§ Set task: Count how many rows below contain the string "doorway". Give only the number.

— START OF Dataset excerpts —

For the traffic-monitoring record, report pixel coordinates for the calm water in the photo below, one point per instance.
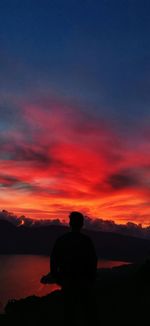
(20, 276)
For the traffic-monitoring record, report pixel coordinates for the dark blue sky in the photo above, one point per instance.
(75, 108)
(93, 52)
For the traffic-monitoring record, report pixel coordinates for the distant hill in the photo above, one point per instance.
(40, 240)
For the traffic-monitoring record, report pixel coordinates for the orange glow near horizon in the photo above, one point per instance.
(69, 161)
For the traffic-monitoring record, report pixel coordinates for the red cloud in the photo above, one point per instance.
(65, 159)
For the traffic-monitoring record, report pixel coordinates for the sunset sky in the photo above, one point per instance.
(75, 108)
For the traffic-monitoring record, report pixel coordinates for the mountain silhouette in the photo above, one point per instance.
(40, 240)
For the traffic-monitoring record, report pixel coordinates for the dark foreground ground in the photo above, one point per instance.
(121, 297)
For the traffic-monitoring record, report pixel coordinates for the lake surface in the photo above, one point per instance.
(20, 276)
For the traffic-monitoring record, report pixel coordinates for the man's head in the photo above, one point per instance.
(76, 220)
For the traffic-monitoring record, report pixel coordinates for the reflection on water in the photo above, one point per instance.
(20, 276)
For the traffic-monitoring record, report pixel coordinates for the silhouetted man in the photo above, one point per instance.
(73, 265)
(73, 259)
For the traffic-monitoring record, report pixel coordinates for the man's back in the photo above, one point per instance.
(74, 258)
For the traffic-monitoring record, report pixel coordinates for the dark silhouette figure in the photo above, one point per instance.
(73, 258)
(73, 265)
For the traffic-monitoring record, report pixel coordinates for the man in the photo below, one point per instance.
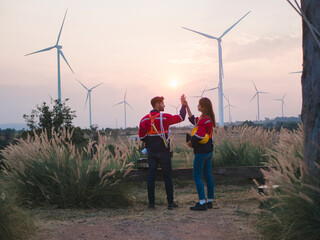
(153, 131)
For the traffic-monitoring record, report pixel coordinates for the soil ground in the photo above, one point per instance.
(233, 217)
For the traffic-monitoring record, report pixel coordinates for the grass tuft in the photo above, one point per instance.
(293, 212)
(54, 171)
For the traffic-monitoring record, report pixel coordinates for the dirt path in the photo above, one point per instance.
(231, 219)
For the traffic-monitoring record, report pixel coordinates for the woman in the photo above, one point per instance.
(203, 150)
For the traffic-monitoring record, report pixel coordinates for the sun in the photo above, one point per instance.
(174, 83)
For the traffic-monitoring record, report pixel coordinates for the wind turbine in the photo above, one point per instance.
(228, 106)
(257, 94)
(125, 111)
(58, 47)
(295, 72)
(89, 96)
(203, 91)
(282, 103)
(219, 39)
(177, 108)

— END OF Dataset excerpts —
— START OF Dataset excerpts —

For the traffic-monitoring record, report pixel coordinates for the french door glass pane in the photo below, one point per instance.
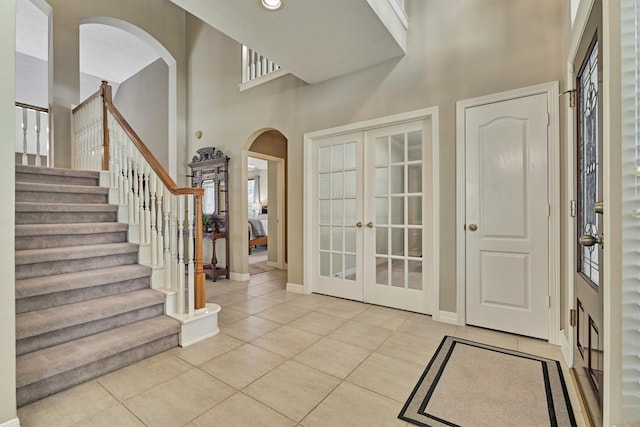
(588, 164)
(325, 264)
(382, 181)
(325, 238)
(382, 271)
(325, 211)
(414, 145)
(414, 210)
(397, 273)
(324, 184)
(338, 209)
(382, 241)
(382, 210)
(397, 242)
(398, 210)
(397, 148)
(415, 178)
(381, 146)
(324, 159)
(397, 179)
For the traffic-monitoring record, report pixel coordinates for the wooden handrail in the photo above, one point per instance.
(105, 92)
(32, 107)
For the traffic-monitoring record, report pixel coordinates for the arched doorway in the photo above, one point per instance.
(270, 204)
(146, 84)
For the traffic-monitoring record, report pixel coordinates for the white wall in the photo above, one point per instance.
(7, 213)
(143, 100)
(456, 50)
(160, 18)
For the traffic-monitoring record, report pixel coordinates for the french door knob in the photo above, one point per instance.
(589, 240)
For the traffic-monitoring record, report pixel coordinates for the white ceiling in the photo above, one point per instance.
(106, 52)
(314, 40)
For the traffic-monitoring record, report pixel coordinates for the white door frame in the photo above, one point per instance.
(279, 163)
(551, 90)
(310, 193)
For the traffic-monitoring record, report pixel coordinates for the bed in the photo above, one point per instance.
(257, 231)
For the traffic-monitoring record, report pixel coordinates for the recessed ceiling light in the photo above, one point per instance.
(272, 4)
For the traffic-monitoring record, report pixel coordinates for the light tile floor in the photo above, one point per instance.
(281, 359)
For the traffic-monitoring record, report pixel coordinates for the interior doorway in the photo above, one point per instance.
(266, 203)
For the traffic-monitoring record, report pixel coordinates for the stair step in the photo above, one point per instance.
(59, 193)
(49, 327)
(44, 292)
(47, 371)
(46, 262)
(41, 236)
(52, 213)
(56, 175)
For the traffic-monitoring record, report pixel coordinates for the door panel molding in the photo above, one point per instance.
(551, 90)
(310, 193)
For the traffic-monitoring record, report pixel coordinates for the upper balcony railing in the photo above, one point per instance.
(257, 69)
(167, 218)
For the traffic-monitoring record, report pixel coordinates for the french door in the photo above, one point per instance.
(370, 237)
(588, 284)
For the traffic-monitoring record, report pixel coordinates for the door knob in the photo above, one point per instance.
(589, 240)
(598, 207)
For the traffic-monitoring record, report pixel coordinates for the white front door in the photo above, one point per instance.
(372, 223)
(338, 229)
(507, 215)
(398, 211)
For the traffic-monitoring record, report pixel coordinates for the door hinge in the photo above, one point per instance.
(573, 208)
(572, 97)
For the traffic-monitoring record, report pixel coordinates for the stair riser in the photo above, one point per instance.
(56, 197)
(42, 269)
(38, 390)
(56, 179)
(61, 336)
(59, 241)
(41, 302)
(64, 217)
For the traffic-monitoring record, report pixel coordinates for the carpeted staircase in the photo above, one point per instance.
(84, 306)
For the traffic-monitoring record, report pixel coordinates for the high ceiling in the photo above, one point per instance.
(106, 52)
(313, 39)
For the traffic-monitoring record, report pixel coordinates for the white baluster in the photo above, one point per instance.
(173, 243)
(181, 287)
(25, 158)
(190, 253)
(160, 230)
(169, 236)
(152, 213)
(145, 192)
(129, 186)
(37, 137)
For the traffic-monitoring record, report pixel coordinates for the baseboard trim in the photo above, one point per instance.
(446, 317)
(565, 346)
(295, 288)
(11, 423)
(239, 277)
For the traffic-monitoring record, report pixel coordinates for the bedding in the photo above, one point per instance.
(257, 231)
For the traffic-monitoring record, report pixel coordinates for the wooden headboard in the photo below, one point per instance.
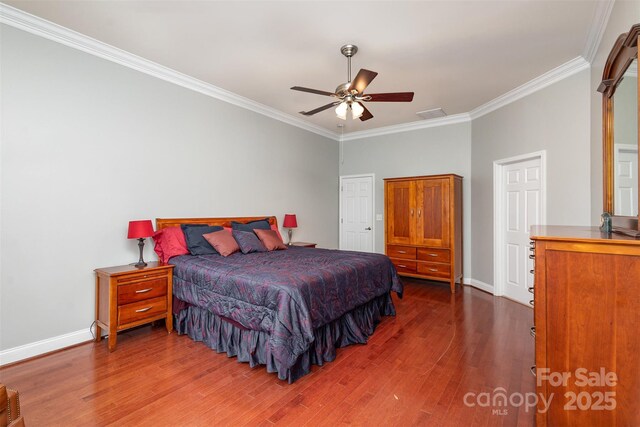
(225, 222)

— END OF Dataset excerpts —
— START OF Dataset excerpts —

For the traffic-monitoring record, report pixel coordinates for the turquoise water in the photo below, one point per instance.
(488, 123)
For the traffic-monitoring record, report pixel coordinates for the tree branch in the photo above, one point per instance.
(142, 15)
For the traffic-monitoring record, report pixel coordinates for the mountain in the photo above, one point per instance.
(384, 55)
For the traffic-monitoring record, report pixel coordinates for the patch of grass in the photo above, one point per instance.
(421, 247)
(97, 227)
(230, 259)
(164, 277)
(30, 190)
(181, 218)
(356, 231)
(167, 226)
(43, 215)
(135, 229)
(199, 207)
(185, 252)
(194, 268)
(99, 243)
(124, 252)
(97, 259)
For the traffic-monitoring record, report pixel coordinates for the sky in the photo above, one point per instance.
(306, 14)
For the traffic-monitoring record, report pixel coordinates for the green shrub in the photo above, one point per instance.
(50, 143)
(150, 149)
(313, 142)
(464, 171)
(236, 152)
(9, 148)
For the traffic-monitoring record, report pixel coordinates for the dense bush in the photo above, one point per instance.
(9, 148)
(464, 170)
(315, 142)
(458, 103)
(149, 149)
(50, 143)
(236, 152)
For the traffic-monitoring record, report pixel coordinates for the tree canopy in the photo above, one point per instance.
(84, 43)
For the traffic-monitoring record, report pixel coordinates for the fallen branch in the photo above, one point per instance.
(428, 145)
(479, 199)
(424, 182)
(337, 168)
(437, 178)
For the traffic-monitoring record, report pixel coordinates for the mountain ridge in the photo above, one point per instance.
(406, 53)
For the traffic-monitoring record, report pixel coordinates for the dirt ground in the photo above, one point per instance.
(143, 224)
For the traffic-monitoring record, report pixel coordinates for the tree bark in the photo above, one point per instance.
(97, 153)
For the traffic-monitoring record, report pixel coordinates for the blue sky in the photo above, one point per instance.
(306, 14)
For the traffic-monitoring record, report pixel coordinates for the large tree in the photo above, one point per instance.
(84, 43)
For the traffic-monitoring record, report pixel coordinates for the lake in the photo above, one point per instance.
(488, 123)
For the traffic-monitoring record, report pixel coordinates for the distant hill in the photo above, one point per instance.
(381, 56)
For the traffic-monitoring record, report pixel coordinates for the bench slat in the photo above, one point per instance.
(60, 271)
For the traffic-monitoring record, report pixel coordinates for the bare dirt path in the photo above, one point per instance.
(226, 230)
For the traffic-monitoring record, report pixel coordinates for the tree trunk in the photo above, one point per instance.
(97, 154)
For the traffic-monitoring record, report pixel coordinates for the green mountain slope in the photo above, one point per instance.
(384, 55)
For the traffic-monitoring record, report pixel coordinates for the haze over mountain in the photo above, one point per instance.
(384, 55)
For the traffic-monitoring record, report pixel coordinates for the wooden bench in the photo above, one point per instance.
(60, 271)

— END OF Dataset excerpts —

§ Problem solution: 2